[Location identification items]
--- --- ---
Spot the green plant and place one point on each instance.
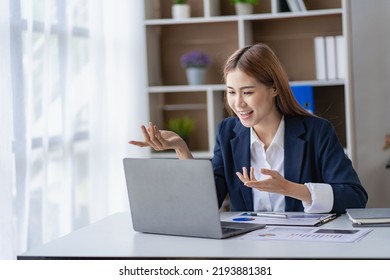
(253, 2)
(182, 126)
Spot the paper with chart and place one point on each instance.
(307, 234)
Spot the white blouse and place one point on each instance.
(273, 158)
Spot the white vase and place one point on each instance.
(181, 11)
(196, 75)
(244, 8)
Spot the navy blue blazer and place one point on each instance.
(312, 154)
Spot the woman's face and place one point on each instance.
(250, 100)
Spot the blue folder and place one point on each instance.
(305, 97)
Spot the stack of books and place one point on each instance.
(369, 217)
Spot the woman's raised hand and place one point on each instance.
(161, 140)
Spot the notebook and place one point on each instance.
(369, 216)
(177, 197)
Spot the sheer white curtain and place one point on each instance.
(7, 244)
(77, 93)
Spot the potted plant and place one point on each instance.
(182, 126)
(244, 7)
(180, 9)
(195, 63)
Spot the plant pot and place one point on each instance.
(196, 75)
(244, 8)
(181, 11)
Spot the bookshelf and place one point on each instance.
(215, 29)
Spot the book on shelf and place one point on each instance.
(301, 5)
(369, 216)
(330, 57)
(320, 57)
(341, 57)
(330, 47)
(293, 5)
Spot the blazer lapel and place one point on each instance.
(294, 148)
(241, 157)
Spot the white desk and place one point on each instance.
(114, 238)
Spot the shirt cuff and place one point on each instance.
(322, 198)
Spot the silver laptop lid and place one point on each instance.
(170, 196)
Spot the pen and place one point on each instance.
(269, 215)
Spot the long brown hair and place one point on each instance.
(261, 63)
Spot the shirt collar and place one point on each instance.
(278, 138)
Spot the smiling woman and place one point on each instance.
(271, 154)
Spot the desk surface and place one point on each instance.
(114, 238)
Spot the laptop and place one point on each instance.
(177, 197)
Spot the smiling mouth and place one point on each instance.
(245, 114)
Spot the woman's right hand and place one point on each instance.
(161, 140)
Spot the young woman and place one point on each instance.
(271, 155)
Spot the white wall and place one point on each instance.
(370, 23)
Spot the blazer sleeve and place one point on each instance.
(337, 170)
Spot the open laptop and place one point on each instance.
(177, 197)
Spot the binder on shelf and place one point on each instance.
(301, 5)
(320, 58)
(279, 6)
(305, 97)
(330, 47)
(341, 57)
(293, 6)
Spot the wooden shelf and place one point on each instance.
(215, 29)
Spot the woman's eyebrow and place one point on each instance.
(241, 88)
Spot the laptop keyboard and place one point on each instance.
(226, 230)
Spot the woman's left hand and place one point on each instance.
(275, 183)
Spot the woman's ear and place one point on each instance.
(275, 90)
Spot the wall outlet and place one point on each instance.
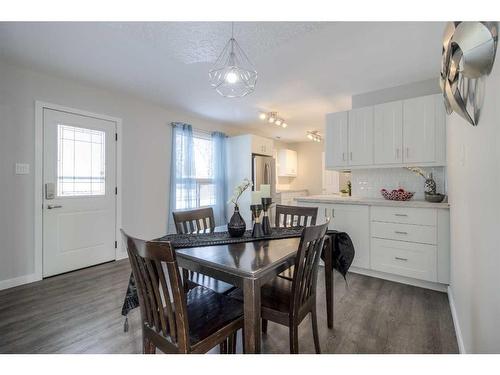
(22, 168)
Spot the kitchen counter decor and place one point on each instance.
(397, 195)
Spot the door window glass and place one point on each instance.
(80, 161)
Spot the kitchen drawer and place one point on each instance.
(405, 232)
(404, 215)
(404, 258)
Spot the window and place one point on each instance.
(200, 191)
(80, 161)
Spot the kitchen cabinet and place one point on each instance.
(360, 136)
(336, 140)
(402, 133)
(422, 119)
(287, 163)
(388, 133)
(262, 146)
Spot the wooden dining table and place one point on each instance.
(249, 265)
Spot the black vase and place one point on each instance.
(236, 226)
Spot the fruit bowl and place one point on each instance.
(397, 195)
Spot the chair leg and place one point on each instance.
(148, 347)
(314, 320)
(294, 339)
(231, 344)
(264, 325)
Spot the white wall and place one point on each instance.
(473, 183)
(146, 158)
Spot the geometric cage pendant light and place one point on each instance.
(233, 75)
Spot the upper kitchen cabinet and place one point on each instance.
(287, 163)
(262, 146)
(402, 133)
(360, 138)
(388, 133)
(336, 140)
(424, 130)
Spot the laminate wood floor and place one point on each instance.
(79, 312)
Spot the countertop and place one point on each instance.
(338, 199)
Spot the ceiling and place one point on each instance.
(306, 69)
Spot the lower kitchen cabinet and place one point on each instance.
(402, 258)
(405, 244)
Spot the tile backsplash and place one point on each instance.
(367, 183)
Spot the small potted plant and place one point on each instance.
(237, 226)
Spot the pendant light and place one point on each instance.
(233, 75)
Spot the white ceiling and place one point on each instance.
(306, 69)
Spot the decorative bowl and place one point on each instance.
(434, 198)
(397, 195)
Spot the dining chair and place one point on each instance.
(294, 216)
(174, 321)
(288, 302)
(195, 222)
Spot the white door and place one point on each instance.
--- --- ---
Could you arrange every line of the records as a Markdown table with the columns "Row" and "Text", numbering each row, skipping blank lines, and leaving out the pictures?

▶ SOLUTION TO THIS TASK:
| Row | Text |
|---|---|
| 1 | Spot the green plant and place one point on each instance. |
| 2 | (253, 2) |
| 3 | (182, 126) |
| 4 | Spot the paper with chart and place one point on each instance. |
| 5 | (307, 234) |
| 6 | Spot the white blouse and place one point on each instance. |
| 7 | (273, 158) |
| 8 | Spot the white vase and place one point on each instance. |
| 9 | (181, 11) |
| 10 | (196, 75) |
| 11 | (244, 8) |
| 12 | Spot the navy blue blazer and place one point on each instance. |
| 13 | (312, 154) |
| 14 | Spot the woman's face and place one point on each instance. |
| 15 | (250, 100) |
| 16 | Spot the blue folder and place one point on each instance. |
| 17 | (305, 97) |
| 18 | Spot the stack of books and place one point on each instance. |
| 19 | (369, 217) |
| 20 | Spot the woman's raised hand and place one point on each instance. |
| 21 | (161, 140) |
| 22 | Spot the notebook and place one point on each instance. |
| 23 | (369, 216) |
| 24 | (177, 197) |
| 25 | Spot the sheer white curtain and place one point on each instance. |
| 26 | (7, 244) |
| 27 | (77, 93) |
| 28 | Spot the potted plant and place one point on each instance. |
| 29 | (182, 126) |
| 30 | (244, 7) |
| 31 | (180, 9) |
| 32 | (195, 63) |
| 33 | Spot the plant pot and place one point on each instance. |
| 34 | (196, 75) |
| 35 | (244, 8) |
| 36 | (181, 11) |
| 37 | Spot the bookshelf and place one point on each instance. |
| 38 | (215, 29) |
| 39 | Spot the book on shelf and place one point on each instance. |
| 40 | (301, 5) |
| 41 | (369, 216) |
| 42 | (330, 57) |
| 43 | (320, 57) |
| 44 | (341, 57) |
| 45 | (330, 47) |
| 46 | (293, 5) |
| 47 | Spot the blazer lapel and place one point on each instance. |
| 48 | (294, 148) |
| 49 | (241, 157) |
| 50 | Spot the white desk and place one point on each instance. |
| 51 | (114, 238) |
| 52 | Spot the shirt cuff and place one point on each instance. |
| 53 | (322, 198) |
| 54 | Spot the silver laptop lid and place one point on each instance. |
| 55 | (170, 196) |
| 56 | Spot the pen and place one point on each instance. |
| 57 | (269, 215) |
| 58 | Spot the long brown hair and place one point on each instance. |
| 59 | (261, 63) |
| 60 | Spot the shirt collar and place one point on each instance. |
| 61 | (278, 138) |
| 62 | Spot the smiling woman and place one point on each instance. |
| 63 | (271, 154) |
| 64 | Spot the desk surface and place one point on each instance. |
| 65 | (114, 238) |
| 66 | Spot the laptop and place one point on each instance. |
| 67 | (177, 197) |
| 68 | Spot the smiling mouth and place one point on each instance. |
| 69 | (245, 114) |
| 70 | Spot the woman's right hand and place one point on each instance. |
| 71 | (161, 140) |
| 72 | Spot the young woman and place one point on each instance. |
| 73 | (271, 155) |
| 74 | Spot the white wall and place one point on each instance. |
| 75 | (370, 23) |
| 76 | Spot the blazer sleeve and place one point on each instance. |
| 77 | (337, 170) |
| 78 | Spot the open laptop and place one point on each instance. |
| 79 | (177, 197) |
| 80 | Spot the binder on shelf and place one point on each instance. |
| 81 | (301, 5) |
| 82 | (320, 58) |
| 83 | (279, 6) |
| 84 | (305, 97) |
| 85 | (330, 47) |
| 86 | (341, 57) |
| 87 | (293, 6) |
| 88 | Spot the wooden shelf and place one point on each instance. |
| 89 | (215, 29) |
| 90 | Spot the woman's eyebrow and place one point on each instance. |
| 91 | (241, 88) |
| 92 | Spot the laptop keyboard and place one point on each instance. |
| 93 | (226, 230) |
| 94 | Spot the woman's left hand and place one point on each instance. |
| 95 | (275, 183) |
| 96 | Spot the woman's ear and place one point on each instance. |
| 97 | (275, 90) |
| 98 | Spot the wall outlet and place one point on each instance. |
| 99 | (22, 168) |
| 100 | Spot the kitchen counter decor and place one point on each instance. |
| 101 | (397, 195) |
| 102 | Spot the door window glass and place one point on each instance. |
| 103 | (80, 161) |
| 104 | Spot the kitchen drawer and place one point on each instance. |
| 105 | (405, 232) |
| 106 | (404, 215) |
| 107 | (404, 258) |
| 108 | Spot the window and place one point on each instance. |
| 109 | (200, 191) |
| 110 | (80, 161) |
| 111 | Spot the kitchen cabinet and place one point on each instance. |
| 112 | (360, 136) |
| 113 | (336, 140) |
| 114 | (402, 133) |
| 115 | (422, 119) |
| 116 | (287, 163) |
| 117 | (388, 133) |
| 118 | (262, 146) |
| 119 | Spot the wooden dining table and place one point on each instance. |
| 120 | (249, 265) |
| 121 | Spot the black vase and place one point on each instance. |
| 122 | (236, 226) |
| 123 | Spot the fruit bowl and place one point on each instance. |
| 124 | (397, 195) |
| 125 | Spot the chair leg and place one point on each instance. |
| 126 | (148, 347) |
| 127 | (314, 320) |
| 128 | (294, 339) |
| 129 | (231, 344) |
| 130 | (264, 325) |
| 131 | Spot the white wall and place one point on each instance. |
| 132 | (473, 183) |
| 133 | (146, 158) |
| 134 | Spot the geometric cage pendant light and place one point on each instance. |
| 135 | (233, 75) |
| 136 | Spot the upper kitchen cabinet and place one point on each instance. |
| 137 | (287, 163) |
| 138 | (262, 146) |
| 139 | (402, 133) |
| 140 | (360, 138) |
| 141 | (388, 133) |
| 142 | (336, 140) |
| 143 | (424, 130) |
| 144 | Spot the laminate wood floor and place one point on each instance. |
| 145 | (79, 312) |
| 146 | Spot the countertop and place one point on each instance. |
| 147 | (338, 199) |
| 148 | Spot the ceiling and place one point on each instance. |
| 149 | (306, 69) |
| 150 | Spot the lower kitchen cabinet and place one point on each instance. |
| 151 | (402, 258) |
| 152 | (405, 244) |
| 153 | Spot the tile backsplash and place one point on each instance. |
| 154 | (367, 183) |
| 155 | Spot the small potted plant and place one point on each instance. |
| 156 | (237, 226) |
| 157 | Spot the pendant light and place one point on each instance. |
| 158 | (233, 75) |
| 159 | Spot the white ceiling and place one point on each instance. |
| 160 | (306, 69) |
| 161 | Spot the decorative bowl and place one point on each instance. |
| 162 | (434, 198) |
| 163 | (397, 195) |
| 164 | Spot the dining chair and place one point on each instance. |
| 165 | (294, 216) |
| 166 | (174, 321) |
| 167 | (288, 302) |
| 168 | (195, 222) |
| 169 | Spot the white door and place one point on each instance. |